■ Selected excerpt
Content starts
Liberal arts schools, on the other hand, tend to look for faculty that are teachers first and researchers second. Being an outstanding teacher takes a lot of time and effort, and that often adversely affects the ability to focus on research all the time. If you’re a regular reader of this blog, consider how much time I spend in the field each year. If I were in a teaching rather than a research position there’s no way I could spend that much time on research and still do an adequate job teaching my students. Liberal arts schools tend to hire and retain faculty that put a lot of effort into developing their teaching abilities.
I personally feel that, in addition to all these things, a liberal arts curriculum lends itself well to the development of scientists. If I were to do a word association exercise concerning what makes an effective scientist, it would include things like curiosity, observation, and evaluation. Science is often described as being a method of thinking rather than a body of knowledge. That type of thinking can be applied across a variety of disciplines, and a liberal arts curriculum encourages a student to try and understand everything they encounter. Most liberal arts schools require their students to take courses across a variety of disciplines. I remember grumbling about it at the time, but it turned out that my undergraduate linguistics classes gave me a better understanding of classification schemes (like those used in biology), and the skills I learned in theater design classes were very helpful in developing museum exhibits years later. These schools also strongly encourage (or even require) participation in peripheral academic or extracurricular activities. Brett (who is also a Carleton Geology graduate) took violin lessons and participated in a folk dance troupe; I took SCUBA lessons and played football (participating in a sport is an excellent way to gain insight into function of bones and muscles). These kinds of opportunities are available at almost any college or university, but a core part of the philosophy at liberal arts colleges is to embrace a diversity of experiences.
Content ends
■ Required tasks
**1.** According to the liberal arts excerpt, what did the writer's undergraduate linguistics classes provide a better understanding of?
**2.** List every lesson, activity, or sport that the liberal arts excerpt says Brett or the writer took part in.
**3.** Decide whether each statement agrees with the liberal arts excerpt: (a) Liberal arts schools tend to look for faculty who are researchers first. (b) Brett is also a Carleton Geology graduate. (c) Skills from theater design classes helped the writer develop museum exhibits.
The records play no part in any of these tasks.

■ Supplied material
Content starts
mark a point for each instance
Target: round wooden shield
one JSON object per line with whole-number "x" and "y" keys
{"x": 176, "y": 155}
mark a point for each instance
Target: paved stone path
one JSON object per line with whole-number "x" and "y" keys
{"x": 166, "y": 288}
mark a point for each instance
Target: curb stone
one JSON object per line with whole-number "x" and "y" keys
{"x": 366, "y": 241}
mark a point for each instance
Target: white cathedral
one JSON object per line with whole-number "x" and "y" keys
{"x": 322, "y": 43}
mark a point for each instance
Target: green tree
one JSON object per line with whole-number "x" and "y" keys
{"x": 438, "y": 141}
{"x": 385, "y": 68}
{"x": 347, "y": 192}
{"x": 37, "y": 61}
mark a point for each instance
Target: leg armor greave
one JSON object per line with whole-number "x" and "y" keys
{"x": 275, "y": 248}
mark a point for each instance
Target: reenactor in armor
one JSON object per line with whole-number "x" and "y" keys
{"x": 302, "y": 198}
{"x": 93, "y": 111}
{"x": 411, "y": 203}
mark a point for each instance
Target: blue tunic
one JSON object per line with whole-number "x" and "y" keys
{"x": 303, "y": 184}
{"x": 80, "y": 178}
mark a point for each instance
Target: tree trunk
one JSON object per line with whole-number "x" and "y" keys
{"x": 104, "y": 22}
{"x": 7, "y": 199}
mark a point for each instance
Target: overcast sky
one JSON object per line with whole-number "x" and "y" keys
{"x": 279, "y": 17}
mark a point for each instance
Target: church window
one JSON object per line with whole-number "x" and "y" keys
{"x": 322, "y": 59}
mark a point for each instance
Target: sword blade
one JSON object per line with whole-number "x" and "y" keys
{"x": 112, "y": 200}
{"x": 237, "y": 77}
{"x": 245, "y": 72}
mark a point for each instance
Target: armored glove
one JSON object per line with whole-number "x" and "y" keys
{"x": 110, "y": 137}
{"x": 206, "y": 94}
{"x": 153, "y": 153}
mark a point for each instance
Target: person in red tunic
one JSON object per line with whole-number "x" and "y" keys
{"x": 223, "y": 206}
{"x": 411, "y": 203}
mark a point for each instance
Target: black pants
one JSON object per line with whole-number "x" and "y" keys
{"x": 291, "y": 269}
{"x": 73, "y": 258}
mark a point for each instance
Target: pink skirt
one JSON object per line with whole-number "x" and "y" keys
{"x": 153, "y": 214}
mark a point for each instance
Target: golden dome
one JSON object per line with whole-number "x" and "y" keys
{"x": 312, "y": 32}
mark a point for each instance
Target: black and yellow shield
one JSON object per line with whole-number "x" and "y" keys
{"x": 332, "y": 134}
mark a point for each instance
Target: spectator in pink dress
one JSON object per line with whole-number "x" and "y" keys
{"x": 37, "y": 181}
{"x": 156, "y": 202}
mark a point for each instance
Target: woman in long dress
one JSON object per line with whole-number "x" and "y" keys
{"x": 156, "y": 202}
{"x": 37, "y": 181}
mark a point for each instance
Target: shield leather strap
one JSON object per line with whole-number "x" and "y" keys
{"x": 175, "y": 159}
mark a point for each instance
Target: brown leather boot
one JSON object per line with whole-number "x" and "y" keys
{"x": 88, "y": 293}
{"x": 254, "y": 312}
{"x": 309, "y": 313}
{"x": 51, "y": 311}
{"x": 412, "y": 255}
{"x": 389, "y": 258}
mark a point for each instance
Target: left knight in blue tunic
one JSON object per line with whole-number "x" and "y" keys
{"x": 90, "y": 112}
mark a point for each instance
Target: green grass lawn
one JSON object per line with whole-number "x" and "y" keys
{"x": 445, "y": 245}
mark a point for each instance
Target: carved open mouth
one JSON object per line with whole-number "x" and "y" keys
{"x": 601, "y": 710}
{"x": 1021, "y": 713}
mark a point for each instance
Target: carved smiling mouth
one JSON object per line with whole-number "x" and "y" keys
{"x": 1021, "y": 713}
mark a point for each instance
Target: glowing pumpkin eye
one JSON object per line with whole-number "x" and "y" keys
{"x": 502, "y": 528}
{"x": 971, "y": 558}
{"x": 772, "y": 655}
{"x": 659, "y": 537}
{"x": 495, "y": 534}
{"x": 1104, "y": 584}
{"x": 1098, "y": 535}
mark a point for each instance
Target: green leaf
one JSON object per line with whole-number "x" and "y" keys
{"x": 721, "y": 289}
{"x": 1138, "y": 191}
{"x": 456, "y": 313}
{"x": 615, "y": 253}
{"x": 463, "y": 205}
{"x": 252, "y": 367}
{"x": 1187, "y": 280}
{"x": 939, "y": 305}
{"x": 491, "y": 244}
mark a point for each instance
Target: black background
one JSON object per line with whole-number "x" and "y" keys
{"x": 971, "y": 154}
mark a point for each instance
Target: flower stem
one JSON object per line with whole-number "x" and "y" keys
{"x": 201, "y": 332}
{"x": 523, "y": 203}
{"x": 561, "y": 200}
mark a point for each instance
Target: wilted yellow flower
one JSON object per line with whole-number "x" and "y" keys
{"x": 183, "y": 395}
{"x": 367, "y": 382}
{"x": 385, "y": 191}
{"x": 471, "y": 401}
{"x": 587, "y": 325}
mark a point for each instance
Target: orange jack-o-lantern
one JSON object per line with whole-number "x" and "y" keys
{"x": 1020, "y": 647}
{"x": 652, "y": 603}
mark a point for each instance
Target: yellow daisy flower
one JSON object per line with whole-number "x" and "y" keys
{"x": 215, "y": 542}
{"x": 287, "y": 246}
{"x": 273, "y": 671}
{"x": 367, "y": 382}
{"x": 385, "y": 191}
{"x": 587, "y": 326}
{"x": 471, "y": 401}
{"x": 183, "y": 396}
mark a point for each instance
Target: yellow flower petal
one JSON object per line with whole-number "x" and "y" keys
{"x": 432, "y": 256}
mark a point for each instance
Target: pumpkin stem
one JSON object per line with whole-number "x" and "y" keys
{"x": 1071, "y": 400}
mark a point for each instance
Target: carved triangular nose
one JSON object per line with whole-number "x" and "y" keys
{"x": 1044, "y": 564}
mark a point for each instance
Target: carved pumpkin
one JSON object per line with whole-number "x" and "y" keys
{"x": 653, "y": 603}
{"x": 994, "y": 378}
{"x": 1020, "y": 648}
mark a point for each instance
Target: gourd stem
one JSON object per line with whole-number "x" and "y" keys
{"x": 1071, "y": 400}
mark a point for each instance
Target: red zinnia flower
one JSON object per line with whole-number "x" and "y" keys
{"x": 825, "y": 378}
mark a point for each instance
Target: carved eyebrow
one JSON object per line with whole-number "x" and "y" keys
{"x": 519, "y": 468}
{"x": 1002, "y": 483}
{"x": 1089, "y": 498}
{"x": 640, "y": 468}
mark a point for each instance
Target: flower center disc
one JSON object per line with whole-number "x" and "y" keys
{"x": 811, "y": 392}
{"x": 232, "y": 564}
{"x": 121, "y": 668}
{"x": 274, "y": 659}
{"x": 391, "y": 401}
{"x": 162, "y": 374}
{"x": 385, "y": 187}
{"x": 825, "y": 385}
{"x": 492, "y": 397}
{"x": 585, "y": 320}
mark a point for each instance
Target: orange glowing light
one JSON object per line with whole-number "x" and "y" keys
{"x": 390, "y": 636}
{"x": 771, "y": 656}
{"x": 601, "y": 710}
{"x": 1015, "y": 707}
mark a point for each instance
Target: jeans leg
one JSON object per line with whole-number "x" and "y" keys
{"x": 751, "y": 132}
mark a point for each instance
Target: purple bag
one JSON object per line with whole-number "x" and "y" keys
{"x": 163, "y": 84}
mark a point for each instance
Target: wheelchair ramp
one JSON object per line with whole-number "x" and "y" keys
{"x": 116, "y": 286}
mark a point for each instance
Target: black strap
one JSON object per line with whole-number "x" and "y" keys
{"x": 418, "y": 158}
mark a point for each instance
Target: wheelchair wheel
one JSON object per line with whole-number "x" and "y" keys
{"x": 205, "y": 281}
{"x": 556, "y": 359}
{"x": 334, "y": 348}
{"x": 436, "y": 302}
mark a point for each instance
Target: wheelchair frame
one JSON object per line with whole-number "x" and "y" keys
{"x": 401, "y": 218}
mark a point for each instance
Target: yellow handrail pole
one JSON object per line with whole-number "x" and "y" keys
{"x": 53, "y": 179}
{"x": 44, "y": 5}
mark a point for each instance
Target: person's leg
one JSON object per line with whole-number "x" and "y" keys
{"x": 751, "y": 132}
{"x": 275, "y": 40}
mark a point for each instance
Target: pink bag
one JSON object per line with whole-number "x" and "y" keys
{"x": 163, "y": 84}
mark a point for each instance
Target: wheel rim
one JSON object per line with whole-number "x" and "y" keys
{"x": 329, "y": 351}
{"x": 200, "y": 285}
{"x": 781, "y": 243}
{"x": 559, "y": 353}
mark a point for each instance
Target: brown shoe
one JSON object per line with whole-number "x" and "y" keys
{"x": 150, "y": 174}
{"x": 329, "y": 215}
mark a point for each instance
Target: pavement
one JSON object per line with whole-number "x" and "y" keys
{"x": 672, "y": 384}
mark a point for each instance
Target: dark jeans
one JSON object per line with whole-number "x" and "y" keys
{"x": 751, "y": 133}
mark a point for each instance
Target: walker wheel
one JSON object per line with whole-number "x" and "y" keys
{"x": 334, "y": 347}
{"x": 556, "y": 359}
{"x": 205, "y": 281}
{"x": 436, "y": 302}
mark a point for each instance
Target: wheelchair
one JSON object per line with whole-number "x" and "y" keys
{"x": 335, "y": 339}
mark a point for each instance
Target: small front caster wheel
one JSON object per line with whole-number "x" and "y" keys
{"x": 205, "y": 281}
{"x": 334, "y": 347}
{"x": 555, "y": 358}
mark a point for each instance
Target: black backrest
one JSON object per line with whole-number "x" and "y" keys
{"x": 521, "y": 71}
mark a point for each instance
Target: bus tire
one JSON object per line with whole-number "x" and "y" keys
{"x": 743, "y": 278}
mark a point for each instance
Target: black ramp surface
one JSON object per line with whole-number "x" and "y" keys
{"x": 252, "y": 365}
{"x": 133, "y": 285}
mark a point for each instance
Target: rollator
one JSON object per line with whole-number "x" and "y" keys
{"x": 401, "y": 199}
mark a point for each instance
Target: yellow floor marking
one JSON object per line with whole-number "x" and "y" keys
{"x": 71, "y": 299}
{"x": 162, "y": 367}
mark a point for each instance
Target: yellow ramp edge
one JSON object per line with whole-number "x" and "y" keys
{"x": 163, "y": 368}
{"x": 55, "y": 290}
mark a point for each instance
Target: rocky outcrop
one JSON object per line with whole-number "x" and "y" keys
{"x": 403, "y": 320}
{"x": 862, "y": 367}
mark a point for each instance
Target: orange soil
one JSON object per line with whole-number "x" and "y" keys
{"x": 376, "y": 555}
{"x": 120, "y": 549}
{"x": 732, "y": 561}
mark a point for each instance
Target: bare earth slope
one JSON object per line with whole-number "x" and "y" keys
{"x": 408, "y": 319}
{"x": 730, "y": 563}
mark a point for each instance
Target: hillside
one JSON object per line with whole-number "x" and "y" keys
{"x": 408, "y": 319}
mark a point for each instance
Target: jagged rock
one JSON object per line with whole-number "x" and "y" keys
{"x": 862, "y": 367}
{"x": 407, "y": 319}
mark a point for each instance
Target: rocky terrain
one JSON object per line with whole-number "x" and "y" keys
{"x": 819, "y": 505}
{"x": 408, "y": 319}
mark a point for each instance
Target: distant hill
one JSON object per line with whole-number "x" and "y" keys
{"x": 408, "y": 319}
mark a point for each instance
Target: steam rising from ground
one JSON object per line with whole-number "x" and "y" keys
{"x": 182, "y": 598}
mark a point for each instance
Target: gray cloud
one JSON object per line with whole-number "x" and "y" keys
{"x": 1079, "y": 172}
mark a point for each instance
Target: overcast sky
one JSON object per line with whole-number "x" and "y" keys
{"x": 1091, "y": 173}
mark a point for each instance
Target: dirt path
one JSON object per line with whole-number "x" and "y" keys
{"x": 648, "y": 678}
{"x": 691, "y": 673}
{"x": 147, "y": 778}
Content ends
■ Completed exercise
**1.** Classification schemes, like those used in biology.

**2.** Violin lessons, a folk dance troupe, SCUBA lessons, football

**3.**
(a) No: "tend to look for faculty that are teachers first and researchers second"
(b) Yes: "Brett (who is also a Carleton Geology graduate)"
(c) Yes: "the skills I learned in theater design classes were very helpful in developing museum exhibits years later"